## Exercise requirements
Pull out each line below that contains the word "target" and copy those lines unchanged.

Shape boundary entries

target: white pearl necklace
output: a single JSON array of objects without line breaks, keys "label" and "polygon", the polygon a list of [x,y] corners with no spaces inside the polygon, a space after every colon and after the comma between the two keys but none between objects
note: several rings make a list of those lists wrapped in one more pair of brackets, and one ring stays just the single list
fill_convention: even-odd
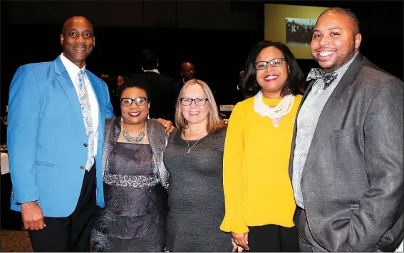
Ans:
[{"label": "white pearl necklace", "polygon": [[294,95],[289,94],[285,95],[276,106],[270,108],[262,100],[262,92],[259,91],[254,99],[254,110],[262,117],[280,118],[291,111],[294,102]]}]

* * *

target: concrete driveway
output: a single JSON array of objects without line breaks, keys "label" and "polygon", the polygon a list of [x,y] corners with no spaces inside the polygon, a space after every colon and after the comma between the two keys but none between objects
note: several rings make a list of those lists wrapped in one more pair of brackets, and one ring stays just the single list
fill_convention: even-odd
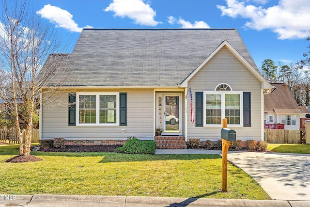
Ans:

## Written answer
target: white pearl necklace
target: concrete driveway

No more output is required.